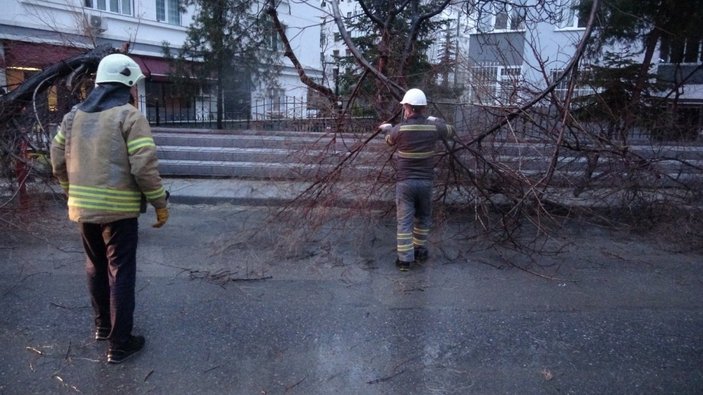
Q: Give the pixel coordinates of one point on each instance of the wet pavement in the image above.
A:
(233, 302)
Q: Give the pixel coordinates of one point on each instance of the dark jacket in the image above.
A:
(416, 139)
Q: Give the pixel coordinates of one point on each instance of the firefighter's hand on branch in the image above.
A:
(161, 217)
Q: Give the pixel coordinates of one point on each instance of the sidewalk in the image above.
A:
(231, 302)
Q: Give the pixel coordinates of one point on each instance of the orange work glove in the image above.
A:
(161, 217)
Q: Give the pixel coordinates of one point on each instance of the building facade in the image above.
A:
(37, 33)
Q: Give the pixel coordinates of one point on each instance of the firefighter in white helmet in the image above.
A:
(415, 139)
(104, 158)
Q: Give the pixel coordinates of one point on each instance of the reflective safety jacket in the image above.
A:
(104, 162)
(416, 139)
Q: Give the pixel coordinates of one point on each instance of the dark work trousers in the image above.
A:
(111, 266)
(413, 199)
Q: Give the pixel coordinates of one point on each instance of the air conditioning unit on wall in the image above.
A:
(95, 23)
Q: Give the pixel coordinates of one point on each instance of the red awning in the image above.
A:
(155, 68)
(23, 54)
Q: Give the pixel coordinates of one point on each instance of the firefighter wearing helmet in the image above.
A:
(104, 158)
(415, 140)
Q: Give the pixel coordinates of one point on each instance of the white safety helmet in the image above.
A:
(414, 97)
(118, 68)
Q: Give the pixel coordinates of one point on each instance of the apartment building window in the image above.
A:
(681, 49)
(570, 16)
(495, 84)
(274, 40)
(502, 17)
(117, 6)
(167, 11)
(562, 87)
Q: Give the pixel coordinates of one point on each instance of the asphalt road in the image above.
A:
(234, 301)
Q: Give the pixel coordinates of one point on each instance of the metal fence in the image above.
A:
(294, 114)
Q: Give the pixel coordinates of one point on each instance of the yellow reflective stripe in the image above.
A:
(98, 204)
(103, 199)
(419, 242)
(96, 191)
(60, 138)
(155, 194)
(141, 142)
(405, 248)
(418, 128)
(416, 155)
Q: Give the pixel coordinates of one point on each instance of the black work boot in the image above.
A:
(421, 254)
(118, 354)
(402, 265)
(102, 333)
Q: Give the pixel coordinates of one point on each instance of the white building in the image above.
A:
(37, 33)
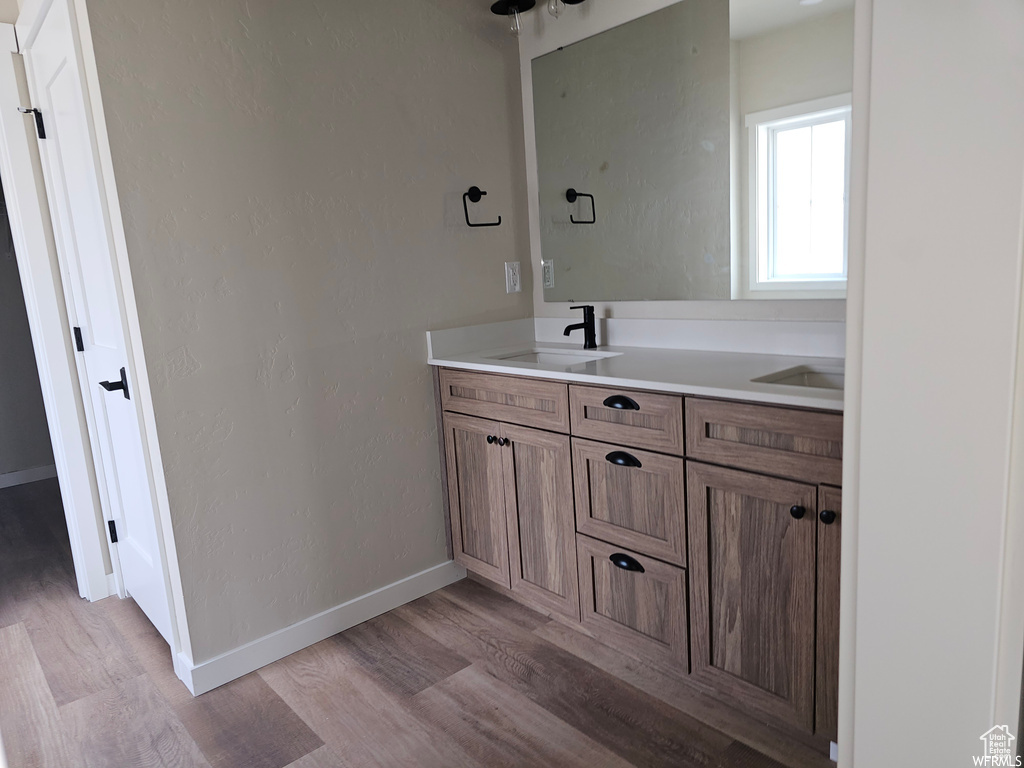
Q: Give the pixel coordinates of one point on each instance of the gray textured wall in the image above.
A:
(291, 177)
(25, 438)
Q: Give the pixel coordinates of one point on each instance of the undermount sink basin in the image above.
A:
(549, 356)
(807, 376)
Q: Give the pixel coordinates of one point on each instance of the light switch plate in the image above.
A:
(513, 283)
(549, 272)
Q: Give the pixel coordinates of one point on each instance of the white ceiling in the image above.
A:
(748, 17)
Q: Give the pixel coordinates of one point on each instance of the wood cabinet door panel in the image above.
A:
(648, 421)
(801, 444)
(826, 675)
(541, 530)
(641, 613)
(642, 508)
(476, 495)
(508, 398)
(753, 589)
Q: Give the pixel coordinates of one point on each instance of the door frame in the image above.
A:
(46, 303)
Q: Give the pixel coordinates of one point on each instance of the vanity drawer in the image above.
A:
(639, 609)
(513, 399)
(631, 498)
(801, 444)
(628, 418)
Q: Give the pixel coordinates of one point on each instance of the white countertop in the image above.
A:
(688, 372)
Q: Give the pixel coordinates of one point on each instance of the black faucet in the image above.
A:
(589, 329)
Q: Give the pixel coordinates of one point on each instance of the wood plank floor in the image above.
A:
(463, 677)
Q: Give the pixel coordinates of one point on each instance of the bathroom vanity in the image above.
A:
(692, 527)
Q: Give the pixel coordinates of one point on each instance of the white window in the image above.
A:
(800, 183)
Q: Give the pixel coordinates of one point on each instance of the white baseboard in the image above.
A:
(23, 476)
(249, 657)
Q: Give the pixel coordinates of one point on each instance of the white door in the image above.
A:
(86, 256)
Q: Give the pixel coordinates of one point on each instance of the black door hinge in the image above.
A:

_What the task asks_
Word for word, retype all of the data above, but include no pictures.

_Response for this exercise_
Q: Give the pixel coordinates of one point on each instance of the wet pavement in the image above.
A:
(233, 302)
Q: Give the pixel coordinates of one point on each instance of the dark jacket in the image above.
A:
(416, 139)
Q: Give the pixel coordinates of one point on each instance of the firefighter's hand on branch in the image above.
A:
(161, 217)
Q: Give the pixel coordinates of one point on each instance of the sidewalk in the image above.
A:
(231, 302)
Q: Give the pixel coordinates of one point on each instance of the orange work glove in the image above.
A:
(161, 217)
Q: Give the pixel coordinates of one point on each instance of the building facade in the image above.
A:
(37, 33)
Q: Give the pixel coordinates of one point on each instance of the firefighter in white helmet in the image above.
A:
(415, 139)
(104, 158)
Q: Give the pixel coordinates of one point on each instance of the reflective safety jacket in the image above.
A:
(104, 162)
(416, 139)
Q: Give the pixel coordinates of one point on each instance of the dark work trousers in the image above.
A:
(111, 266)
(413, 199)
Q: Give the pixel coordinates of one point on each instance of the air conditioning unit on wall in the image above.
A:
(95, 23)
Q: Give the pixel coordinates of one point on each instance of the red awning in the image above.
A:
(155, 68)
(23, 54)
Q: Give the pixel coordinates of one point on each instance of the firefighter wearing helmet in the image above.
A:
(104, 158)
(415, 140)
Q: Give the pixel coordinates of one point on each instance of the white safety helmet in the image above.
A:
(414, 97)
(118, 68)
Q: Give the pixel coordinates of one point on each instance of the apartment building window in the image above.
A:
(681, 49)
(570, 16)
(495, 84)
(274, 40)
(502, 17)
(117, 6)
(167, 11)
(562, 87)
Q: Give the pixel coordinates of one point on each instance of the asphalt road in the image above.
A:
(234, 301)
Q: Give the pixel coordinates of one point on each instance of the metal fence in the image above.
A:
(294, 114)
Q: Give the pixel coordinates of one point on each instance of the yellow reflective stripe in the image above.
A:
(98, 204)
(103, 199)
(419, 242)
(96, 191)
(60, 138)
(155, 194)
(141, 142)
(405, 248)
(418, 128)
(416, 155)
Q: Give the pixel coordinates of one point on each instance of the black work boot in the image above.
A:
(421, 254)
(118, 354)
(402, 265)
(102, 333)
Q: Give the pixel coordinates of one point on each instance of the white building in the image above.
A:
(37, 33)
Q: Give the pixel coordinates of one point on each instance of the gray textured wall in the image above.
A:
(291, 177)
(25, 438)
Q: Give the pixel coordinates of one point on each instance of the undermount sink basin in the image above.
A:
(549, 356)
(807, 376)
Q: Give the pixel coordinates of one point on each instance of the light switch plate in the image above.
A:
(513, 283)
(549, 272)
Q: Give the pixel coordinates of one point on each instance of the white ceiling in the image above.
A:
(748, 17)
Q: Give the pixel coordinates of one point on each instance of the wood cabinet door panel in the image above.
A:
(648, 421)
(801, 444)
(826, 675)
(541, 530)
(641, 613)
(642, 508)
(476, 495)
(508, 398)
(753, 589)
Q: Give the pixel coordinates of one point on each instance of the door frame in the image above.
A:
(46, 303)
Q: Give the pixel coordinates of one point on each instance of the vanity drawer in the image above.
A:
(639, 609)
(513, 399)
(631, 498)
(801, 444)
(628, 418)
Q: Give the pixel coordinates of one point on each instance of the white countertop in the image above.
A:
(688, 372)
Q: Give the pixel coordinates of one point on each instance of the black faucet in the image above.
A:
(589, 329)
Q: Give the pixel coordinates of one point on each instance of the wood plank floor in the image above.
A:
(463, 677)
Q: Give the pixel coordinates of one point on each instance of the bathroom vanity in the image above.
A:
(692, 527)
Q: Give the pixel coordinates of one point on each instance of the white window in the image above.
A:
(800, 183)
Q: Give the pixel coordinates of one point on each instance of the white baseboard in the image above.
A:
(23, 476)
(249, 657)
Q: Give the pixel coordinates of one point on each instance of the white door in the image above.
A:
(86, 256)
Q: Give the pixel coordinates of one point on each instance of the black door hinge in the image above.
A:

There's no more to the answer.